What you should do |
Carry none of the pictures over; set down the material below exactly.
--- Begin Dataset records ---
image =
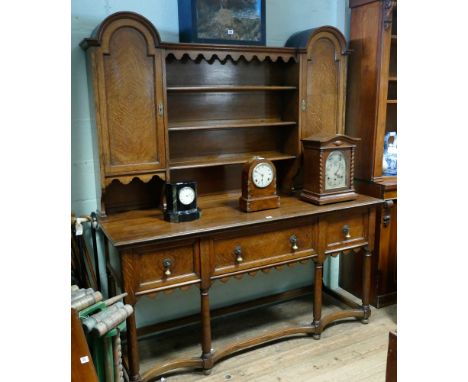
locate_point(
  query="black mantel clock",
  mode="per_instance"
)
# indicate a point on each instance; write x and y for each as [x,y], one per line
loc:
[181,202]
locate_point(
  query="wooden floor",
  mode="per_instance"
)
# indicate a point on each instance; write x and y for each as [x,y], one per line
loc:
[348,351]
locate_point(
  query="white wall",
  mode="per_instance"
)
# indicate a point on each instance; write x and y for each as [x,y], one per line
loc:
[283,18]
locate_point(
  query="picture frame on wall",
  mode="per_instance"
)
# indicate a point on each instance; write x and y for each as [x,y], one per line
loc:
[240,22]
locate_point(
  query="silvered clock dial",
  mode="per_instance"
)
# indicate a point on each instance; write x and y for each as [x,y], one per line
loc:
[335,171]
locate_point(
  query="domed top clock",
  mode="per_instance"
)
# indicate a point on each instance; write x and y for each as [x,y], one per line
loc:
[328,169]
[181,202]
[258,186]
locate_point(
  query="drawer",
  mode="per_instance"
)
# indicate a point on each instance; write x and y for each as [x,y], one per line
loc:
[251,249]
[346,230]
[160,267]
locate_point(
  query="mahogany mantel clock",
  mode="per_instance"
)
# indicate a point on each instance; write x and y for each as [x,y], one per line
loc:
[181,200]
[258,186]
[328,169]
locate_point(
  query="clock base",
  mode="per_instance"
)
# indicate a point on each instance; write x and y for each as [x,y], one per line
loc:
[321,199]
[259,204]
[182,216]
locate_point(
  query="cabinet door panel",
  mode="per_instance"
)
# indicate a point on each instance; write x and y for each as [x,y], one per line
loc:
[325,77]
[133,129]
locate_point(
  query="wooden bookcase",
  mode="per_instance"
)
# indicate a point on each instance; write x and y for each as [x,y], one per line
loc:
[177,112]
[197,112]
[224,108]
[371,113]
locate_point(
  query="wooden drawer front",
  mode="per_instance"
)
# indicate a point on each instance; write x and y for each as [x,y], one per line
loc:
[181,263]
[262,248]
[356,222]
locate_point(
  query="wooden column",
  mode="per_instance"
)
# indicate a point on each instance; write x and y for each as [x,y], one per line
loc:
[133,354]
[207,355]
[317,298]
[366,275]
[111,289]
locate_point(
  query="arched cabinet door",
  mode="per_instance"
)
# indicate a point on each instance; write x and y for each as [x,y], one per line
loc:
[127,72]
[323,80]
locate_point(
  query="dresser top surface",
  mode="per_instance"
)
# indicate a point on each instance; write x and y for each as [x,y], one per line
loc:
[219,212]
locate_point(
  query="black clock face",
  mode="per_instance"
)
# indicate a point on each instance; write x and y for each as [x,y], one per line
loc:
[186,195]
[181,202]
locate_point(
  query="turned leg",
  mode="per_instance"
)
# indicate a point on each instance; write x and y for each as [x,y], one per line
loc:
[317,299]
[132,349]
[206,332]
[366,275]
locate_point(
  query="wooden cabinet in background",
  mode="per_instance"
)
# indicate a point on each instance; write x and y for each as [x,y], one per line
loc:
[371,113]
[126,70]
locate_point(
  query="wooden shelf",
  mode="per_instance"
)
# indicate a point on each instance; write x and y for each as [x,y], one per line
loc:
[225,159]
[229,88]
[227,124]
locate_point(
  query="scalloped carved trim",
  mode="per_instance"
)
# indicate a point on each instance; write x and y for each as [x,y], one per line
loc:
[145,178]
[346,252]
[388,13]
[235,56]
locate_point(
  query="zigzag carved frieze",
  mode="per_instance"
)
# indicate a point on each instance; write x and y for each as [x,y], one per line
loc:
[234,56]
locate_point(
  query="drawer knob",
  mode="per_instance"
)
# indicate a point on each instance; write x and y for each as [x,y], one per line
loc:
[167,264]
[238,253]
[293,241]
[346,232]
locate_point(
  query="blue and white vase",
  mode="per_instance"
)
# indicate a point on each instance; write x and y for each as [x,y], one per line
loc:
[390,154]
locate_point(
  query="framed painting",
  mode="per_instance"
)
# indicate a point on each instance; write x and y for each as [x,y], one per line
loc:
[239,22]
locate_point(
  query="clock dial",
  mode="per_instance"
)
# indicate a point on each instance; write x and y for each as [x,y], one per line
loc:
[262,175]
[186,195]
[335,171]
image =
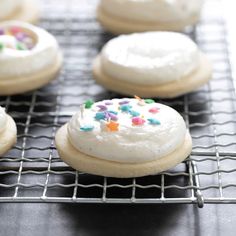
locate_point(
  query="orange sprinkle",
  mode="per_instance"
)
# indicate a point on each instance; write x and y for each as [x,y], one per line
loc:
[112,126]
--- End Dataset records ---
Reply |
image =
locate_point(
  query="black mantel clock",
  mode="per_instance"
)
# indicate a point on each instance; write x and y for each as [x,y], one per line
loc:
[181,202]
locate_point(
  query="wooden floor",
  mode="per_instance"
)
# indicate a point on each instance; write x and y for each as [x,y], one per line
loc:
[348,351]
locate_point(
  query="white wall",
  mode="per_instance"
)
# indicate a point on each instance; write x and y for each as [x,y], one per line
loc:
[283,18]
locate_point(
  query="picture frame on wall",
  mode="per_instance"
)
# indicate a point on each instance; write x and y for each as [x,y], one per line
loc:
[240,22]
locate_point(
  query="silvered clock dial",
  mode="per_instance"
)
# indicate a point on each instance; write x and y for each as [x,y], one per line
loc:
[335,171]
locate_point(
  query="domed top clock",
  mode="per_instance"
)
# indicate a point on each instance; write x and y for each as [x,y], one per line
loc:
[328,169]
[181,202]
[258,186]
locate_point(
  query="drawer",
  mode="per_instance"
)
# indicate a point on each instance; write x and y for each as [x,y], one per line
loc:
[251,249]
[346,230]
[160,267]
locate_point(
  query="mahogany mantel clock",
  mode="per_instance"
)
# indicate a point on each instance; write x and y for each as [x,y], one per line
loc:
[181,200]
[258,186]
[328,169]
locate_point(
  query="clock base",
  mode="per_instance"
)
# indicate a point on each instance; write x and y for each as [x,y], one per line
loc:
[321,199]
[259,204]
[182,216]
locate_point(
  query="cabinet door panel",
  mode="per_instance"
)
# indicate a point on each instance; write x and y for each as [x,y], one per line
loc:
[325,77]
[133,129]
locate_point(
  query="wooden bookcase",
  mode="per_instance"
)
# indicate a point on each instance; write x and y for each as [x,y], one per line
loc:
[177,112]
[197,112]
[224,108]
[371,113]
locate_point(
  query="wooden drawer front",
  mode="per_instance"
)
# indicate a point on each instance; write x and y for each as [x,y], one per line
loc:
[181,263]
[262,248]
[356,222]
locate_point(
  query="wooden column",
  mode="per_instance"
)
# indicate a point on each instance; write x and y for each as [x,y], one per line
loc:
[133,354]
[207,355]
[317,298]
[366,275]
[111,289]
locate_point(
  query="arched cabinet door",
  mode="per_instance"
)
# indicate a point on each instance; write x and y for each as [x,y], one per line
loc:
[127,72]
[323,80]
locate_point(
  query="dresser top surface",
  mode="per_instance"
)
# indicate a point on each instance; write x and y for each as [x,y], one per line
loc:
[219,212]
locate_point(
  query="black clock face",
  mode="per_instance"
)
# indicate a point on each instance; write x and y for each as [x,y], one per line
loc:
[186,195]
[181,202]
locate_point(
  query="turned leg",
  mode="per_instance"
)
# indicate a point on each instance; write x and y for each as [x,y], one per line
loc:
[317,299]
[132,349]
[206,332]
[366,275]
locate_point(
  query="wooden cabinet in background",
  mode="per_instance"
)
# indicate a point on each instance; write x and y for each as [x,y], one per line
loc:
[371,113]
[126,70]
locate_point(
  query="wooden shelf",
  mode="per_instance"
)
# indicate a point on each instance; write x and y for each as [x,y], one per line
loc:
[225,159]
[229,88]
[227,124]
locate_point(
  query="scalloped carved trim",
  mode="per_instance"
)
# indicate a point on each instance; write x and y for each as [x,y], one per line
loc:
[145,178]
[346,252]
[388,13]
[235,56]
locate_point(
  query="zigzag carved frieze",
  mode="per_instance"
)
# indicate a point on each instance; write x and y for each as [x,y], one per line
loc:
[234,56]
locate_point(
  query="drawer knob",
  mode="per_instance"
)
# indicate a point on each instance; write x and y for each as [x,y], one per line
loc:
[167,264]
[238,253]
[293,241]
[346,232]
locate_point(
  query="blue and white vase",
  mode="per_instance"
)
# indicate a point on each instance; write x and y for each as [x,y], one per line
loc:
[390,154]
locate_point(
  query="framed painting",
  mode="per_instance"
)
# indicate a point on each instance; write x and y for each as [x,y], one per line
loc:
[239,22]
locate_point(
  query="clock dial",
  mode="per_instance"
)
# indicate a point on each instance; write x and y for each as [x,y], one per line
loc:
[262,175]
[186,195]
[335,171]
image =
locate_point(
  query="orange sprinkle",
  mode="per_instance"
)
# indicate a point on each instance; write x and y for each as [x,y], one per line
loc:
[112,126]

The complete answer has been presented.